What the task asks:
Check the data underneath for lines holding the word "tight", and state only how many you find.

(Collected data entries)
--- --- ---

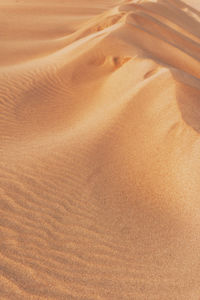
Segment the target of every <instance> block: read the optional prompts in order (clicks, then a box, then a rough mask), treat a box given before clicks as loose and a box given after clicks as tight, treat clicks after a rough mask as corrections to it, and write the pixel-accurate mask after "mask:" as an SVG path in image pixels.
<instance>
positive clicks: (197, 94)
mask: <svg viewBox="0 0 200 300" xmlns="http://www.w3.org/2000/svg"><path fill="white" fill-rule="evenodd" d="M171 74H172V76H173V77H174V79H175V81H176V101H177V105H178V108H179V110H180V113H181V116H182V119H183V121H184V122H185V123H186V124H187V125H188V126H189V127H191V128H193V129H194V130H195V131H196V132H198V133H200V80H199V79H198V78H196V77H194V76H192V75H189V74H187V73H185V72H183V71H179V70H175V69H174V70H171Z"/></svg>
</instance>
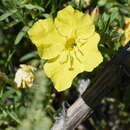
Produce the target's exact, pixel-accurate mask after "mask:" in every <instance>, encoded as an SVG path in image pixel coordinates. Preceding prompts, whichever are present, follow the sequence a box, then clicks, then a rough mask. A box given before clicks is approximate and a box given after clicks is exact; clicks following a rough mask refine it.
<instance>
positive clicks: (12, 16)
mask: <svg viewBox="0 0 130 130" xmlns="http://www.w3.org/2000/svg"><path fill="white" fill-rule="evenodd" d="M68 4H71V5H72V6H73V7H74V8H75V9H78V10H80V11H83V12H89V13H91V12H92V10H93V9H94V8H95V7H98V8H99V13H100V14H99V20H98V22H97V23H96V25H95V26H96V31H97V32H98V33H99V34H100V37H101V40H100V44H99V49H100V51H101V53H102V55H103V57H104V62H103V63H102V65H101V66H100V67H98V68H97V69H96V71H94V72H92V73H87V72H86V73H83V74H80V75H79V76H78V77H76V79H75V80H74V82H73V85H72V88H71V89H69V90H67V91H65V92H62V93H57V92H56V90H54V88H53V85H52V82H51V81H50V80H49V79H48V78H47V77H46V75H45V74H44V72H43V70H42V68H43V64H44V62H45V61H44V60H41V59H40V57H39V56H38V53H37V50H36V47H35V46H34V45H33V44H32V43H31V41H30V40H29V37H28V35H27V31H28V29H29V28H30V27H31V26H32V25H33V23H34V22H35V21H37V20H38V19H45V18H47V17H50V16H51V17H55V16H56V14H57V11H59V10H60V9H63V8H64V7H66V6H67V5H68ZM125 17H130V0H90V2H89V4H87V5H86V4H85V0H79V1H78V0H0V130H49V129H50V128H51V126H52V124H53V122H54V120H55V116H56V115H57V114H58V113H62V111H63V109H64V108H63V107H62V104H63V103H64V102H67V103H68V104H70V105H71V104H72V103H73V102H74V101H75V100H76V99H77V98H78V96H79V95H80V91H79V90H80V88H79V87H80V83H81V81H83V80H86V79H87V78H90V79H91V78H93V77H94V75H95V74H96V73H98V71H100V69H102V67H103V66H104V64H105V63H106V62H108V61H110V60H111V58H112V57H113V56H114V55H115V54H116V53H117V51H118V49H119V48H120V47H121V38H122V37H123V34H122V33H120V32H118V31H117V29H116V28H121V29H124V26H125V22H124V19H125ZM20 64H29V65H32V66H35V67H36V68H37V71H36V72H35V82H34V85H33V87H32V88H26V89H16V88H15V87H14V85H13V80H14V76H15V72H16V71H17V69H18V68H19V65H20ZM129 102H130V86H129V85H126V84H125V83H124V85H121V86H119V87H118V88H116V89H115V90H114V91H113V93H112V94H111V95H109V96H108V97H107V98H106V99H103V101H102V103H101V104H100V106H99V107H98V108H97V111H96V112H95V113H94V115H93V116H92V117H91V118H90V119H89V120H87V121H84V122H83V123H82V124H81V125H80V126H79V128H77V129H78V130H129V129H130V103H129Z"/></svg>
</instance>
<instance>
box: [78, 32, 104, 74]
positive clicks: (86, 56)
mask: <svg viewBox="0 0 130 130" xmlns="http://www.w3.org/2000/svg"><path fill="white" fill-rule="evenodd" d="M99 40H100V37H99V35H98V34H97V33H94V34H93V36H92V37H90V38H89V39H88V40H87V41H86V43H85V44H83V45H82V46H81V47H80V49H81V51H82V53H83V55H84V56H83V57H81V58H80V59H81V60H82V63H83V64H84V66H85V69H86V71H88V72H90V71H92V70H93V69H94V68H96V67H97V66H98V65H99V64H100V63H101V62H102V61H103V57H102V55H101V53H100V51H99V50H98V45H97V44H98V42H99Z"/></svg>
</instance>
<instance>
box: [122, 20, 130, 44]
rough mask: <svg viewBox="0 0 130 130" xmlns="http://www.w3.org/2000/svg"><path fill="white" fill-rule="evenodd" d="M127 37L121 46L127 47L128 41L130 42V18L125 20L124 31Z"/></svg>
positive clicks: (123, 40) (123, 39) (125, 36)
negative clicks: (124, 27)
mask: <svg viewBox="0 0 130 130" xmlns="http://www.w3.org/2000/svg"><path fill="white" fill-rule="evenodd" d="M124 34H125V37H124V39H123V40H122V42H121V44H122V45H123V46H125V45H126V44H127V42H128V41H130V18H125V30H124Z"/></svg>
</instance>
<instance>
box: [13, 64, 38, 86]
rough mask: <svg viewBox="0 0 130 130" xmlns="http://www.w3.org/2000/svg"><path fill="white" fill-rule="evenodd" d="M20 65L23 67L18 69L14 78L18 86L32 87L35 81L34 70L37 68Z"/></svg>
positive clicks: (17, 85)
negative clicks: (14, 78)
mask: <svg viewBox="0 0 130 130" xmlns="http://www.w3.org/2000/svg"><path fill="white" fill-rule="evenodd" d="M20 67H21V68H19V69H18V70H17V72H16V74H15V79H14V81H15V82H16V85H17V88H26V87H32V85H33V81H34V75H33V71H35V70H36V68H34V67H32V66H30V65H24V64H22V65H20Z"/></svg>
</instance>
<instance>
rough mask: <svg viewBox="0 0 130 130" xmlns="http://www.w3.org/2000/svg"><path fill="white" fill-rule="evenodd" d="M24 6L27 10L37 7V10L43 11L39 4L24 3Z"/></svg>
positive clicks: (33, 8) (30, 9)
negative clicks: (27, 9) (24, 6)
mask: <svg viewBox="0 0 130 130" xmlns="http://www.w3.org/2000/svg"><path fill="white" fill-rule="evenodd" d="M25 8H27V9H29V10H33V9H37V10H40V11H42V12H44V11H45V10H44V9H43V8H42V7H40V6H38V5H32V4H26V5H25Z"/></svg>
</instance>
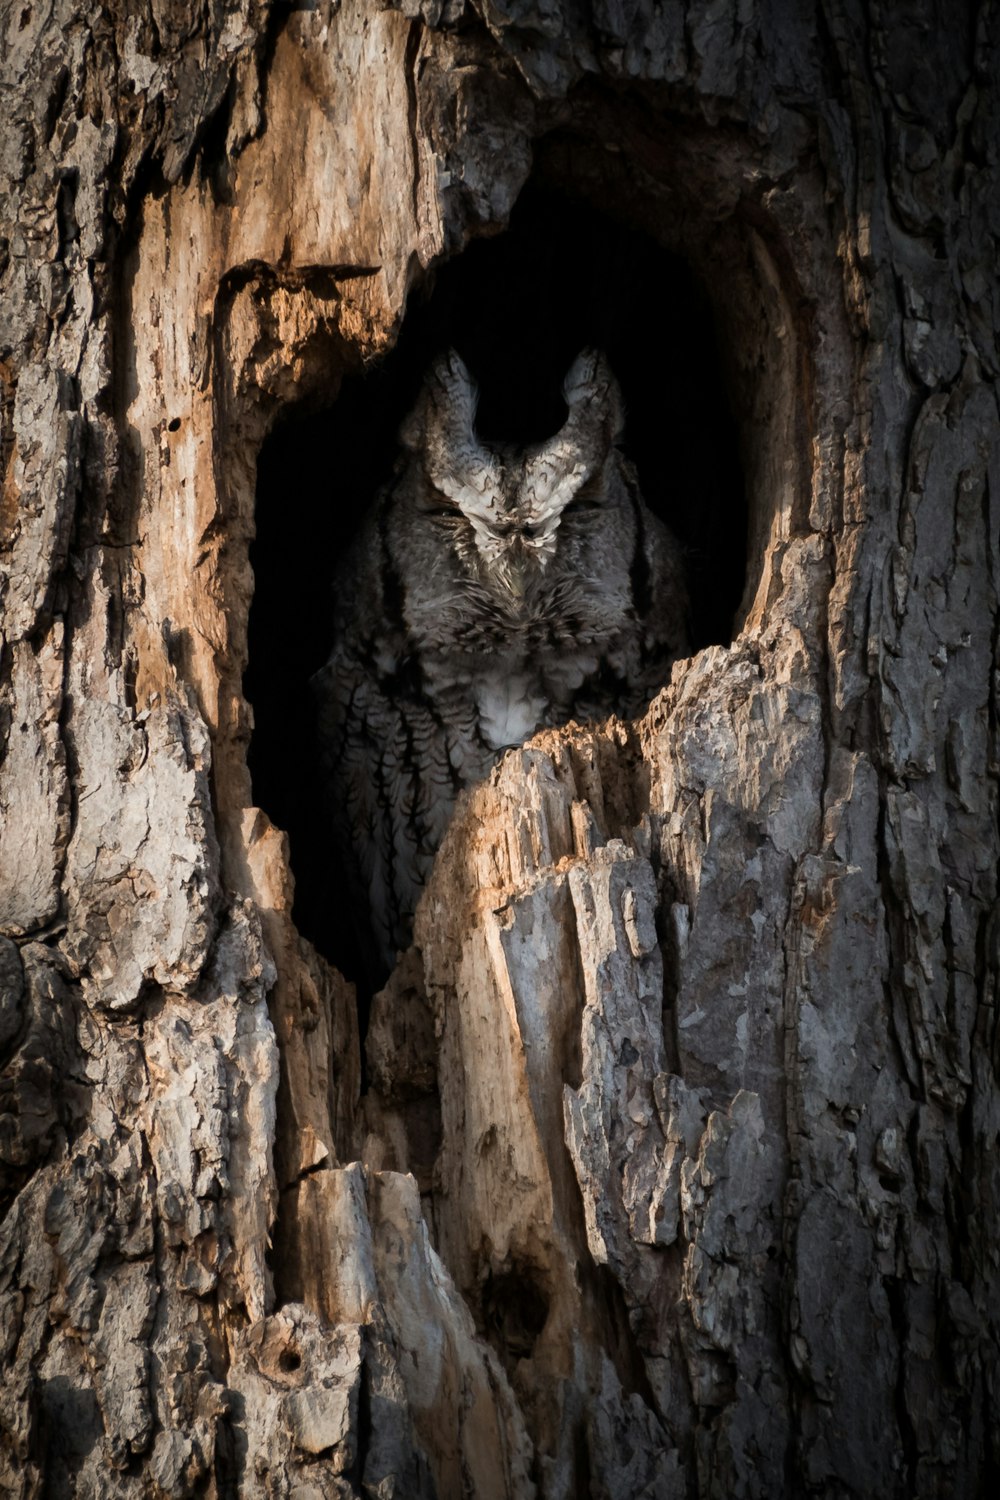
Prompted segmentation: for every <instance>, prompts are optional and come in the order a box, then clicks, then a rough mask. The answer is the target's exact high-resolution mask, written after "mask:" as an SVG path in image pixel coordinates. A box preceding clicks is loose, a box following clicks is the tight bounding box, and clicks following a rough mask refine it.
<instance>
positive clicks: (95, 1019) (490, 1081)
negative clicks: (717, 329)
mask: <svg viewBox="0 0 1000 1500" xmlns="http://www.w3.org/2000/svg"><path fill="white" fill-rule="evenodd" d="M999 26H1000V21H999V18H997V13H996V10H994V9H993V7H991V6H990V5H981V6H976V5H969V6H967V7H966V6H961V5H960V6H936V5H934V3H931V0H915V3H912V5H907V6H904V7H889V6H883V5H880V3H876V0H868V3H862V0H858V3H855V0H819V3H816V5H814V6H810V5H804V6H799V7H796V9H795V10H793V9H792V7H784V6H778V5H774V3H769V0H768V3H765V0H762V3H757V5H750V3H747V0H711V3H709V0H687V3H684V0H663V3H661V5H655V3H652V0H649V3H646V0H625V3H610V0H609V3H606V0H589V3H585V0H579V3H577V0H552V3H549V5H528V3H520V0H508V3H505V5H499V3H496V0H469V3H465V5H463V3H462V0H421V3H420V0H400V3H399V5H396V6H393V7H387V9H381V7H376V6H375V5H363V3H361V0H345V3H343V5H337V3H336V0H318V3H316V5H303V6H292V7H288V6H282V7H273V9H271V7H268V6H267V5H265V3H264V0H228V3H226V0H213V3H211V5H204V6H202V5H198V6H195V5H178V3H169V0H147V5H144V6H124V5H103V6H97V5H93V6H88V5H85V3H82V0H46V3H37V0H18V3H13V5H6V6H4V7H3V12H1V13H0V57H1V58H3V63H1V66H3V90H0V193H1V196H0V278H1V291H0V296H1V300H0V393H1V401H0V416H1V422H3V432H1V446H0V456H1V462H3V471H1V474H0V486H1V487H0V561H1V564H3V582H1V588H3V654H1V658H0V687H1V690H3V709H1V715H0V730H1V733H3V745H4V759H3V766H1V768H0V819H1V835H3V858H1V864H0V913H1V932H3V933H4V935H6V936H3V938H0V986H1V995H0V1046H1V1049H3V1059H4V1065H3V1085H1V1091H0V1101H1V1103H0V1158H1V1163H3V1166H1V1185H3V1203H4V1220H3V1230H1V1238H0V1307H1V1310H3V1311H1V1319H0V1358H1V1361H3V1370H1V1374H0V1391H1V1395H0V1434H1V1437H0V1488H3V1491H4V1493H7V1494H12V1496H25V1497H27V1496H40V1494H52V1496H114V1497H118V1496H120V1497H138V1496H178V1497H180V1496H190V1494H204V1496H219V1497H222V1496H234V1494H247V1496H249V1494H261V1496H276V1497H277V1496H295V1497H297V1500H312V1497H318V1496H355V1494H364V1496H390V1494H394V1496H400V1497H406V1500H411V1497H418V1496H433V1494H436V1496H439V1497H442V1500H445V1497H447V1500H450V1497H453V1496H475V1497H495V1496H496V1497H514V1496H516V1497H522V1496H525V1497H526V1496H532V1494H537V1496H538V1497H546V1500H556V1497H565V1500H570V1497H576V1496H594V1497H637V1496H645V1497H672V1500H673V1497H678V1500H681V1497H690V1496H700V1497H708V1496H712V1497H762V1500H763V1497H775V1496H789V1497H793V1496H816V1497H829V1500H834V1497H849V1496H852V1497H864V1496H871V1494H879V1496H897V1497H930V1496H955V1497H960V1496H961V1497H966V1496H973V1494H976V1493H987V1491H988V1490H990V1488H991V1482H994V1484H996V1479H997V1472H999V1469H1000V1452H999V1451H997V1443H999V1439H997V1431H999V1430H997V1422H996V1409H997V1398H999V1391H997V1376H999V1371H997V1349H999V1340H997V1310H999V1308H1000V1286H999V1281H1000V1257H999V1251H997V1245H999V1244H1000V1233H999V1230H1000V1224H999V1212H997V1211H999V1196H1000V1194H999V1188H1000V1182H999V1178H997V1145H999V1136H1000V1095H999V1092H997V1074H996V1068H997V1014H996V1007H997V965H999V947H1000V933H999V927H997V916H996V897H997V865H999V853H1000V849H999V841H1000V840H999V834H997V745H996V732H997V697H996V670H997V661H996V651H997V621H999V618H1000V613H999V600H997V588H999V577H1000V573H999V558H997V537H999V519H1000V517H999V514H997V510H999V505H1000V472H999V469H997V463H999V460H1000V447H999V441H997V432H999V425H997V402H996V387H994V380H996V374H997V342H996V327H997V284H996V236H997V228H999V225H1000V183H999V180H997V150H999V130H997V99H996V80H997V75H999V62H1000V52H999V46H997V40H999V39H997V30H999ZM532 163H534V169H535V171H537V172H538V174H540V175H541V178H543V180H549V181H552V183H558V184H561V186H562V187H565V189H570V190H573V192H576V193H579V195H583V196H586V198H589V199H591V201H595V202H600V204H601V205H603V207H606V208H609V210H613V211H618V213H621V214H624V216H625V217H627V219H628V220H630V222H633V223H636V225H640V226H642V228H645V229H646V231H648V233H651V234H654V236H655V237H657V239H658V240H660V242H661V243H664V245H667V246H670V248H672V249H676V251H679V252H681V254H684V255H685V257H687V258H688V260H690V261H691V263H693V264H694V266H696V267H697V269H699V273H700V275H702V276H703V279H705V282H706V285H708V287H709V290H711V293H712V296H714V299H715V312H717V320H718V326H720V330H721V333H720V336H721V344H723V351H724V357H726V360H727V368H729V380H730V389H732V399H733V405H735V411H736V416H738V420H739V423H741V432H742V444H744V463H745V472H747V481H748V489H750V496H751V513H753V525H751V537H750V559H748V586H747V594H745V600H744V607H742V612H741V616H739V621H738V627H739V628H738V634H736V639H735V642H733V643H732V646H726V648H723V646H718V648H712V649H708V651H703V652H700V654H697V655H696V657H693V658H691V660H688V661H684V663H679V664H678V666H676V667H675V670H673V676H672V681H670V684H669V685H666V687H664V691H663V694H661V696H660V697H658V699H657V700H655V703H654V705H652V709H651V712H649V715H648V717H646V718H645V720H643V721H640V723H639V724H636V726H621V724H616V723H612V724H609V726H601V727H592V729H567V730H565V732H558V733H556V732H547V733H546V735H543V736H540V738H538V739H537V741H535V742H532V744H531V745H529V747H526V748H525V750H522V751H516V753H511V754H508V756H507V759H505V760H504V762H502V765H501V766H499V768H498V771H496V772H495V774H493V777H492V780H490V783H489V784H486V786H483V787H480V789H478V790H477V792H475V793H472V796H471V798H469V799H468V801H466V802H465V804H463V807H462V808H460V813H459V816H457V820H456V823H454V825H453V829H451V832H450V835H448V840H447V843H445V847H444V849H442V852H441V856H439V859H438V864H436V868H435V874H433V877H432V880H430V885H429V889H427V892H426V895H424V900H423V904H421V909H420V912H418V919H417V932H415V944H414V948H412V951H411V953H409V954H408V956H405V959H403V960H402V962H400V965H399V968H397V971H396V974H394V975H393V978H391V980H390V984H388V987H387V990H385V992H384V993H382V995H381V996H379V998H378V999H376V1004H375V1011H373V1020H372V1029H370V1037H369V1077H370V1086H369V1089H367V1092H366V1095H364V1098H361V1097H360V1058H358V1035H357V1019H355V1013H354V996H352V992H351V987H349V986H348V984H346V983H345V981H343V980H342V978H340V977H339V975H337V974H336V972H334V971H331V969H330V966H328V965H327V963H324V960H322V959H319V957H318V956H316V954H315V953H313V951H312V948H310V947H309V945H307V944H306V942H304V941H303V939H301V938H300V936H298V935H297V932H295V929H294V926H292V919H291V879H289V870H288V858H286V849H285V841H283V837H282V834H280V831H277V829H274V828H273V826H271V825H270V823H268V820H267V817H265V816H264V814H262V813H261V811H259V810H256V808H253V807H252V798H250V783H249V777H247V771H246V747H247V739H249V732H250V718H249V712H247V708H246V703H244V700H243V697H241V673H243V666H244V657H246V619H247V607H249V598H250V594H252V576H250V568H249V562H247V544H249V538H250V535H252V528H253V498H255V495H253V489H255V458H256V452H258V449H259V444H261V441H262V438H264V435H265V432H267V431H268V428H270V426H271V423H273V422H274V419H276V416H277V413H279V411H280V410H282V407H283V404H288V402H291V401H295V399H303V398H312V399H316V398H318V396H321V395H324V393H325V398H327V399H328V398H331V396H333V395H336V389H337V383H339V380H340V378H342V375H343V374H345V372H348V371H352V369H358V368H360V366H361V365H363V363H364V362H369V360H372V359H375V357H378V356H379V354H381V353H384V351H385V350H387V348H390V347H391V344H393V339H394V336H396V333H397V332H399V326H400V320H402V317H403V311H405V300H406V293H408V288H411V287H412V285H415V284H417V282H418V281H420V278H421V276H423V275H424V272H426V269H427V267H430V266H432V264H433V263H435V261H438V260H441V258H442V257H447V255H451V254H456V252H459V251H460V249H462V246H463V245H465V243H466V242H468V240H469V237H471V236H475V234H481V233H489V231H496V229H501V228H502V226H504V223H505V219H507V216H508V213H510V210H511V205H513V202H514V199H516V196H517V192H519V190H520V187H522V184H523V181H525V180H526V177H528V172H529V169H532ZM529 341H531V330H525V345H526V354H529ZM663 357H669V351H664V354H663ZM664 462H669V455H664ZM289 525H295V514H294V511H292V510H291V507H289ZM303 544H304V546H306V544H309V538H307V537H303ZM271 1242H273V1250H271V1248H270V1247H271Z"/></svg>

--- --- ---

Task answer:
2